## BEGIN
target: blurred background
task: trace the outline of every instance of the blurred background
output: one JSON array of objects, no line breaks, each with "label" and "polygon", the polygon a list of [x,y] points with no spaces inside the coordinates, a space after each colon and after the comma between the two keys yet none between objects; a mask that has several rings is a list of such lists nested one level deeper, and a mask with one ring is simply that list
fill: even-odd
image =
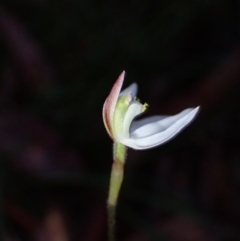
[{"label": "blurred background", "polygon": [[240,240],[240,1],[1,0],[0,53],[0,240],[107,240],[122,70],[145,116],[201,112],[129,150],[117,240]]}]

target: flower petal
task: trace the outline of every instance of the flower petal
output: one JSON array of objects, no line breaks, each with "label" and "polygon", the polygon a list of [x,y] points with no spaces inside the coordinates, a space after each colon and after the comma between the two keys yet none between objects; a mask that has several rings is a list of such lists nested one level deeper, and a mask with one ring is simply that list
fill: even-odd
[{"label": "flower petal", "polygon": [[114,110],[119,97],[119,93],[122,88],[124,77],[125,77],[125,71],[123,71],[118,77],[117,81],[115,82],[115,84],[111,89],[109,96],[107,97],[103,105],[103,110],[102,110],[103,122],[107,129],[108,134],[111,137],[113,136],[112,124],[113,124]]},{"label": "flower petal", "polygon": [[[185,128],[193,120],[198,110],[199,107],[186,109],[170,117],[154,116],[134,121],[130,138],[125,139],[123,144],[139,150],[163,144]],[[159,119],[157,120],[157,118]]]},{"label": "flower petal", "polygon": [[126,89],[121,91],[120,95],[130,94],[132,97],[135,97],[137,95],[137,90],[138,90],[137,84],[136,83],[132,83]]},{"label": "flower petal", "polygon": [[142,113],[142,110],[143,104],[138,101],[133,101],[128,107],[122,125],[122,134],[124,138],[129,137],[130,125],[132,124],[133,119]]}]

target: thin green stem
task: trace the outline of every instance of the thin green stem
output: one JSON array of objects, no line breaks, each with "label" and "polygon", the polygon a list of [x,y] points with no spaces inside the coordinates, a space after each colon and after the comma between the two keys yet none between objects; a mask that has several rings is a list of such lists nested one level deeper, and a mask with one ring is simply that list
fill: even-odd
[{"label": "thin green stem", "polygon": [[127,148],[120,144],[114,143],[114,160],[110,177],[110,186],[108,194],[108,235],[109,241],[115,240],[115,213],[119,192],[121,189],[124,163],[126,159]]}]

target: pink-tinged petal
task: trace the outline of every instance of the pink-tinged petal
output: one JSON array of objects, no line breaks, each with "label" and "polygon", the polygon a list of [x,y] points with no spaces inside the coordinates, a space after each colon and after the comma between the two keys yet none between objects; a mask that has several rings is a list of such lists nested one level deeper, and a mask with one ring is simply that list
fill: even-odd
[{"label": "pink-tinged petal", "polygon": [[112,138],[114,138],[113,137],[113,115],[114,115],[117,100],[122,88],[124,77],[125,77],[125,71],[123,71],[118,77],[117,81],[113,85],[110,91],[110,94],[108,95],[103,105],[103,111],[102,111],[103,121],[108,134]]}]

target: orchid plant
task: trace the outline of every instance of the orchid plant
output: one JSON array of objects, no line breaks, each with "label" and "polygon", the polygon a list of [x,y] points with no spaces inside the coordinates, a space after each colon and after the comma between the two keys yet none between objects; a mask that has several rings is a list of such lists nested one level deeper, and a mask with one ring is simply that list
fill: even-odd
[{"label": "orchid plant", "polygon": [[142,104],[136,98],[136,83],[121,92],[124,77],[125,71],[118,77],[103,105],[104,125],[114,142],[108,196],[110,240],[114,240],[114,216],[123,180],[127,147],[144,150],[169,141],[194,119],[199,110],[199,107],[188,108],[173,116],[157,115],[135,120],[146,111],[148,104]]}]

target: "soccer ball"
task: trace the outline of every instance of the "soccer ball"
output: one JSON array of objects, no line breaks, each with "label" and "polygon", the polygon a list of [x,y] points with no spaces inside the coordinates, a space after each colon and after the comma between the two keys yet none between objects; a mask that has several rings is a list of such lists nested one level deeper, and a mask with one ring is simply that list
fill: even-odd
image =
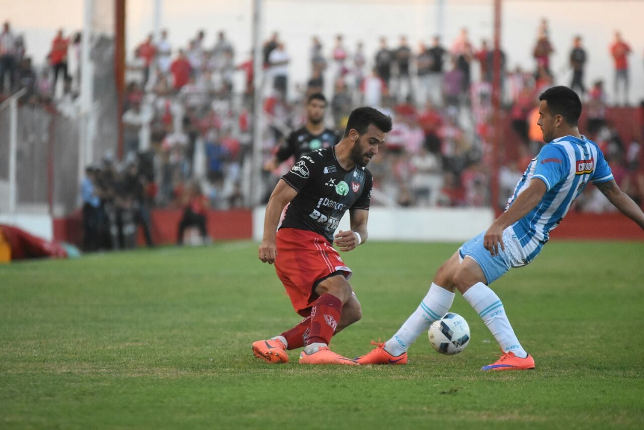
[{"label": "soccer ball", "polygon": [[430,343],[441,354],[453,355],[465,349],[469,343],[469,326],[458,313],[448,312],[434,321],[428,332]]}]

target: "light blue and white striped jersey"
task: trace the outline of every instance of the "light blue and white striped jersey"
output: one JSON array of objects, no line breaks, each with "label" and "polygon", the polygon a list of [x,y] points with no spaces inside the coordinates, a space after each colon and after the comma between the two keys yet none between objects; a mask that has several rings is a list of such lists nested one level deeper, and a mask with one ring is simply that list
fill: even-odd
[{"label": "light blue and white striped jersey", "polygon": [[527,257],[526,263],[539,254],[548,241],[550,230],[559,225],[589,181],[610,181],[612,173],[597,144],[583,136],[581,139],[560,137],[544,145],[530,162],[506,210],[533,178],[542,180],[547,191],[534,209],[512,225]]}]

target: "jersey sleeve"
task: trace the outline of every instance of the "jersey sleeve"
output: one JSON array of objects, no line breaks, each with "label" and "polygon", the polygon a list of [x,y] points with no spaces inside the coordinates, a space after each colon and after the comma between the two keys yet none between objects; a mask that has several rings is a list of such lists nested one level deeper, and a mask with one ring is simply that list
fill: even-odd
[{"label": "jersey sleeve", "polygon": [[599,148],[597,148],[597,162],[595,164],[595,171],[592,174],[592,178],[591,182],[592,183],[601,183],[601,182],[608,182],[612,179],[612,171],[611,166],[608,165],[606,159],[604,158],[603,153]]},{"label": "jersey sleeve", "polygon": [[536,158],[536,167],[532,177],[538,178],[545,183],[547,191],[566,178],[570,162],[564,150],[552,144],[545,145]]},{"label": "jersey sleeve", "polygon": [[284,142],[278,148],[277,153],[275,154],[278,162],[281,163],[285,161],[294,153],[296,140],[297,138],[296,133],[294,131],[292,131],[287,136],[286,138],[284,139]]},{"label": "jersey sleeve", "polygon": [[320,157],[316,156],[315,153],[303,155],[281,178],[299,192],[319,174],[321,164]]},{"label": "jersey sleeve", "polygon": [[366,178],[365,178],[365,187],[360,197],[355,200],[350,209],[365,209],[369,210],[369,205],[371,204],[371,189],[373,187],[374,180],[371,176],[371,173],[367,171]]}]

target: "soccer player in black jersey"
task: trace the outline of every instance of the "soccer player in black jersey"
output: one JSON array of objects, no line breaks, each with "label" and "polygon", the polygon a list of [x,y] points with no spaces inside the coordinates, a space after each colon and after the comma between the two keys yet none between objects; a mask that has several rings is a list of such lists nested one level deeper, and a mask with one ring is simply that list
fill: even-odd
[{"label": "soccer player in black jersey", "polygon": [[[332,245],[350,251],[366,241],[372,175],[366,167],[391,129],[391,118],[358,108],[340,143],[303,156],[278,182],[266,207],[259,257],[275,264],[294,309],[304,319],[279,336],[253,343],[258,358],[287,362],[287,350],[304,346],[300,363],[357,364],[328,349],[331,337],[362,315],[348,281],[351,269]],[[351,230],[334,234],[347,209]]]},{"label": "soccer player in black jersey", "polygon": [[264,170],[270,171],[292,155],[296,160],[312,151],[335,146],[340,140],[337,133],[324,126],[327,98],[321,93],[314,93],[307,100],[307,122],[292,131],[278,149],[275,156],[264,164]]}]

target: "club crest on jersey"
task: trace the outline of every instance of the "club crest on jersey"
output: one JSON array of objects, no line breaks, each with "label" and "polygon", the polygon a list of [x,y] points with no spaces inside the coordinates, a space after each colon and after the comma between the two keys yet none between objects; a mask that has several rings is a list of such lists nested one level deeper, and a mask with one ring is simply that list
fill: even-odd
[{"label": "club crest on jersey", "polygon": [[307,165],[305,164],[303,160],[300,160],[299,162],[296,163],[295,165],[291,168],[290,171],[293,172],[293,173],[298,175],[300,178],[303,178],[304,179],[308,178],[308,167],[307,167]]},{"label": "club crest on jersey", "polygon": [[340,183],[336,185],[336,192],[341,196],[346,196],[349,193],[348,184],[344,181],[340,181]]},{"label": "club crest on jersey", "polygon": [[337,183],[336,183],[336,180],[334,179],[333,178],[329,178],[328,180],[327,181],[327,183],[325,183],[325,185],[327,185],[327,187],[335,187],[336,185],[337,185]]},{"label": "club crest on jersey", "polygon": [[595,160],[592,158],[590,160],[580,160],[577,162],[577,171],[575,173],[575,174],[592,173],[594,165]]}]

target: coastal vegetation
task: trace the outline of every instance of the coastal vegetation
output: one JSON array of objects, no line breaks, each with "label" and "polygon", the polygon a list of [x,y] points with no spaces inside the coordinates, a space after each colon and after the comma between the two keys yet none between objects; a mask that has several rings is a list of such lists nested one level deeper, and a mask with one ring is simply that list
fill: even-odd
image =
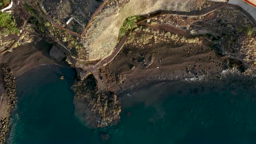
[{"label": "coastal vegetation", "polygon": [[250,36],[255,32],[256,32],[256,27],[252,28],[250,26],[247,26],[246,30],[246,33],[247,35]]},{"label": "coastal vegetation", "polygon": [[137,26],[136,22],[141,18],[138,15],[131,16],[128,17],[123,23],[119,31],[119,38],[124,36],[127,31],[129,29],[133,29]]},{"label": "coastal vegetation", "polygon": [[7,7],[10,3],[10,0],[0,0],[0,9]]},{"label": "coastal vegetation", "polygon": [[19,33],[11,15],[0,12],[0,27],[3,29],[1,32],[5,35]]}]

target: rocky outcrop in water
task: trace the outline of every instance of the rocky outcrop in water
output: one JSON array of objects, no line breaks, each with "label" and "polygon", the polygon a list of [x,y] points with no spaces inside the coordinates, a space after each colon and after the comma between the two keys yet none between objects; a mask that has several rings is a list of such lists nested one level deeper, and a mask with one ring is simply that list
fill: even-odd
[{"label": "rocky outcrop in water", "polygon": [[0,144],[3,144],[6,140],[7,133],[9,130],[9,119],[11,111],[14,107],[16,98],[16,85],[15,77],[7,65],[3,67],[3,86],[6,91],[4,94],[5,98],[7,98],[8,106],[7,107],[7,117],[0,119]]},{"label": "rocky outcrop in water", "polygon": [[93,75],[75,83],[73,89],[76,94],[74,98],[75,115],[85,125],[96,128],[118,121],[121,108],[117,95],[110,92],[98,93]]}]

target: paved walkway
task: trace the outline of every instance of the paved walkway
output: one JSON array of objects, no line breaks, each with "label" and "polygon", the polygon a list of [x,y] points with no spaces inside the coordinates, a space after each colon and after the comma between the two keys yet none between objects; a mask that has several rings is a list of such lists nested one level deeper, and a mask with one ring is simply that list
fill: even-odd
[{"label": "paved walkway", "polygon": [[243,0],[230,0],[228,3],[239,6],[249,13],[256,20],[256,8]]},{"label": "paved walkway", "polygon": [[[164,10],[158,11],[149,14],[146,17],[144,17],[144,18],[141,19],[137,23],[140,23],[143,21],[146,20],[148,19],[151,19],[152,17],[156,17],[161,15],[168,14],[187,17],[201,16],[206,15],[208,13],[212,13],[223,7],[236,8],[239,10],[248,17],[251,23],[256,25],[256,22],[255,22],[255,19],[249,13],[248,13],[248,11],[246,11],[241,7],[237,5],[225,3],[218,3],[201,11],[196,10],[190,11],[190,12],[168,11]],[[63,51],[66,53],[67,56],[70,60],[70,62],[76,67],[80,68],[84,71],[81,72],[80,74],[80,77],[81,78],[81,79],[82,79],[83,78],[87,75],[89,72],[91,72],[97,80],[97,85],[98,86],[98,92],[104,92],[107,91],[106,85],[104,83],[104,82],[105,82],[106,80],[104,79],[104,78],[102,78],[103,79],[103,80],[102,81],[100,78],[98,73],[97,71],[97,69],[102,66],[105,66],[108,63],[110,62],[115,57],[115,56],[117,55],[117,54],[119,53],[119,52],[124,46],[131,31],[131,30],[130,30],[126,33],[125,36],[121,39],[119,43],[116,46],[115,50],[110,56],[109,56],[106,59],[98,62],[94,65],[91,65],[88,66],[85,66],[82,62],[81,62],[78,61],[72,57],[71,56],[71,53],[70,52],[68,49],[63,46],[63,45],[60,44],[60,42],[59,43],[59,44],[60,48],[62,48],[61,49],[62,49]]]}]

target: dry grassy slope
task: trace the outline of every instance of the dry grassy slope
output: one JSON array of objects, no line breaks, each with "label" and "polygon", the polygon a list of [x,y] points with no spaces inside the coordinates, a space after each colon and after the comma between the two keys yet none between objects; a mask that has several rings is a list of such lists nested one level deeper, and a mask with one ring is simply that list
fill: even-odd
[{"label": "dry grassy slope", "polygon": [[161,10],[190,11],[194,6],[194,0],[131,0],[122,7],[105,9],[89,28],[84,39],[88,59],[103,59],[111,54],[118,43],[119,29],[129,16],[144,15]]}]

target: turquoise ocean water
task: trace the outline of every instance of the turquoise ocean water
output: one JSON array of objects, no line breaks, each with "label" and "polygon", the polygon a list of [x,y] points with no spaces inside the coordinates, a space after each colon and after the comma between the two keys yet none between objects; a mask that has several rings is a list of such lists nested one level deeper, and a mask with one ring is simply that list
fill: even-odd
[{"label": "turquoise ocean water", "polygon": [[[61,75],[65,79],[59,79]],[[17,80],[10,144],[256,144],[255,79],[163,83],[122,96],[118,125],[91,130],[74,115],[75,72],[37,67]],[[103,141],[101,134],[110,136]]]}]

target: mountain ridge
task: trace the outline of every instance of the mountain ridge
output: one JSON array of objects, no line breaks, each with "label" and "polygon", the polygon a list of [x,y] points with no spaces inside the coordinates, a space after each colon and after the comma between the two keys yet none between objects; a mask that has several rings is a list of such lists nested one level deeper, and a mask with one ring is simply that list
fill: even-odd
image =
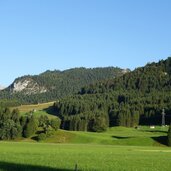
[{"label": "mountain ridge", "polygon": [[118,67],[72,68],[64,71],[47,70],[39,75],[25,75],[0,92],[1,99],[16,99],[19,103],[54,101],[77,93],[81,87],[115,78],[129,72]]}]

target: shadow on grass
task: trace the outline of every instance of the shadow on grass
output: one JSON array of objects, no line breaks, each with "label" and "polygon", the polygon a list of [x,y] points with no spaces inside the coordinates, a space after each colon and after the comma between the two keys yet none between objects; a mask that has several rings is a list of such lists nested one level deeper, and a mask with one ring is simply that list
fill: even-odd
[{"label": "shadow on grass", "polygon": [[143,130],[143,132],[167,133],[167,131],[164,130]]},{"label": "shadow on grass", "polygon": [[8,163],[0,161],[0,170],[3,171],[74,171],[71,169],[55,169],[46,166],[33,166],[26,164]]},{"label": "shadow on grass", "polygon": [[151,137],[157,143],[167,146],[167,136]]},{"label": "shadow on grass", "polygon": [[133,137],[112,136],[112,138],[117,138],[117,139],[129,139],[129,138],[133,138]]}]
## END
Rewrite as a numbered list the items starting with the line containing "target: thin green stem" and going on through the line containing "task: trace the outline of every instance of the thin", leaving out any blank lines.

● **Result**
1. target: thin green stem
2. task: trace the outline of every instance of the thin green stem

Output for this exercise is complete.